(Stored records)
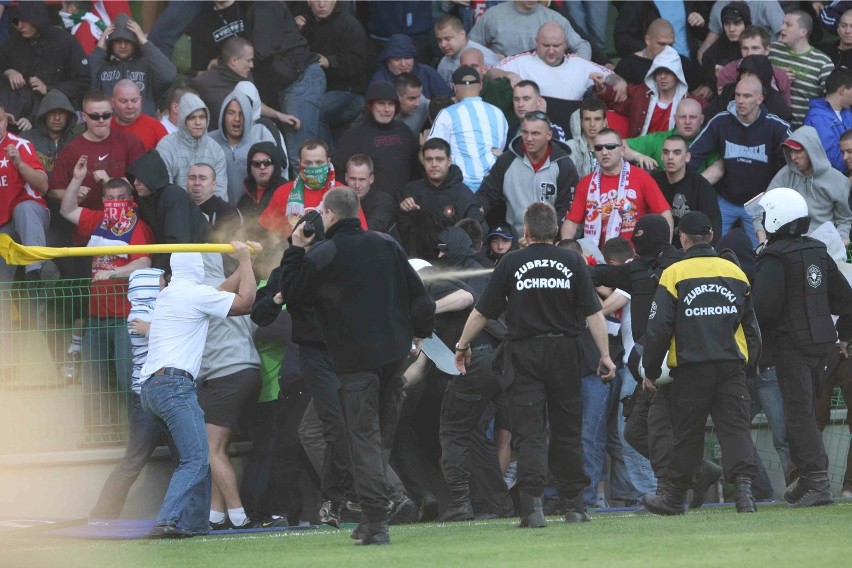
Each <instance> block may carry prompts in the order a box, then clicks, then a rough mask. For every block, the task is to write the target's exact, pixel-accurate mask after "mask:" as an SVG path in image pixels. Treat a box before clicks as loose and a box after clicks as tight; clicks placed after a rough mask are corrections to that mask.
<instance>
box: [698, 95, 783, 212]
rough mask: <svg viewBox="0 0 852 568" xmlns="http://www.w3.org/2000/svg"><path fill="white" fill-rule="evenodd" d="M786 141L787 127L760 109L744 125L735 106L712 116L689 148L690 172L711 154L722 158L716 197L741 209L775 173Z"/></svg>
mask: <svg viewBox="0 0 852 568" xmlns="http://www.w3.org/2000/svg"><path fill="white" fill-rule="evenodd" d="M789 137H790V125H789V124H788V123H787V122H785V121H783V120H781V119H780V118H778V116H776V115H774V114H770V113H768V112H767V111H766V108H765V107H763V106H761V107H760V110H759V112H758V115H757V118H756V119H755V120H754V122H752V123H751V124H744V123H743V122H742V121H741V120H740V118H739V116H738V115H737V104H736V102H734V101H731V102H730V103H728V110H727V111H725V112H720V113H719V114H717V115H716V116H714V117H713V118H712V119H711V120H710V121H709V122H708V123H707V126H706V127H705V128H704V130H703V131H702V132H701V134H699V135H698V136H697V137H696V138H695V140H694V141H693V142H692V144H691V145H690V147H689V151H690V153H691V154H692V159H691V160H690V161H689V166H690V167H691V168H698V167H700V166H701V164H702V163H703V162H704V160H705V159H706V158H707V156H708V155H709V154H710V153H711V152H713V151H718V152H720V153H721V154H722V159H723V160H724V164H725V175H724V177H723V178H722V179H721V180H719V182H718V183H717V184H716V193H717V194H719V196H720V197H722V198H723V199H725V200H727V201H730V202H731V203H734V204H738V205H742V204H743V203H745V202H746V201H748V200H749V199H751V198H752V197H754V196H755V195H757V194H758V193H760V192H761V191H763V190H764V188H766V186H767V184H768V183H769V181H770V180H771V179H772V176H774V175H775V173H776V172H777V171H778V169H779V165H780V159H781V156H782V153H781V143H782V142H784V141H785V140H786V139H787V138H789Z"/></svg>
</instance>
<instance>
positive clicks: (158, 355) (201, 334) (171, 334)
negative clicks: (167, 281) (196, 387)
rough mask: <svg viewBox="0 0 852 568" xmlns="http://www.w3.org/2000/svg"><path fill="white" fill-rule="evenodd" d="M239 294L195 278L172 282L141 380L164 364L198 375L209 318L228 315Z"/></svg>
mask: <svg viewBox="0 0 852 568" xmlns="http://www.w3.org/2000/svg"><path fill="white" fill-rule="evenodd" d="M235 298H236V294H233V293H231V292H222V291H221V290H217V289H216V288H213V287H212V286H206V285H204V284H193V283H191V282H186V281H184V282H172V283H171V284H169V285H168V286H167V287H166V289H165V290H163V291H162V292H160V296H159V297H158V298H157V305H156V306H155V307H154V316H153V318H152V320H151V331H150V333H149V335H148V359H147V360H146V361H145V364H144V365H143V366H142V371H141V373H140V377H139V383H140V384H141V383H143V382H145V381H146V380H148V378H149V377H150V376H151V375H153V374H154V372H156V371H158V370H159V369H162V368H163V367H177V368H178V369H183V370H184V371H187V372H188V373H190V374H192V376H193V377H195V378H197V377H198V371H199V370H200V369H201V355H202V353H204V343H205V342H206V341H207V324H208V318H210V317H215V318H220V319H224V318H226V317H228V312H229V311H230V309H231V305H232V304H233V303H234V299H235Z"/></svg>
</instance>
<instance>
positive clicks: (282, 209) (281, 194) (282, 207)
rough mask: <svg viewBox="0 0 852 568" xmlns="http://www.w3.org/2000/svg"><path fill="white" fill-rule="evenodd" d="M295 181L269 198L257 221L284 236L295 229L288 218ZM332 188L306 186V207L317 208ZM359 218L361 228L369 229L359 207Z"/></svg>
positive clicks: (266, 226) (282, 186)
mask: <svg viewBox="0 0 852 568" xmlns="http://www.w3.org/2000/svg"><path fill="white" fill-rule="evenodd" d="M295 183H296V182H295V181H291V182H289V183H287V184H285V185H282V186H281V187H279V188H278V190H277V191H276V192H275V195H273V196H272V199H270V200H269V205H267V206H266V209H264V210H263V213H261V214H260V217H258V219H257V222H258V223H260V225H261V226H262V227H263V228H265V229H267V230H269V231H272V232H273V233H279V234H282V235H284V237H285V238H286V237H289V236H290V233H291V232H292V231H293V227H292V225H291V224H290V220H289V219H287V200H288V199H290V191H291V190H292V189H293V185H294V184H295ZM329 189H331V188H323V189H308V188H305V209H316V208H317V207H319V204H320V203H322V198H323V197H324V196H325V194H326V193H328V190H329ZM358 218H359V219H361V228H362V229H364V230H365V231H366V230H367V219H366V217H364V210H363V209H361V208H358Z"/></svg>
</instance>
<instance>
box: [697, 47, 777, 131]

[Your task]: Collect every line in the items above that contains the word "positive".

[Task answer]:
positive clicks: (158, 355) (201, 334) (171, 334)
positive clicks: (282, 209) (281, 194) (282, 207)
positive clicks: (266, 226) (282, 186)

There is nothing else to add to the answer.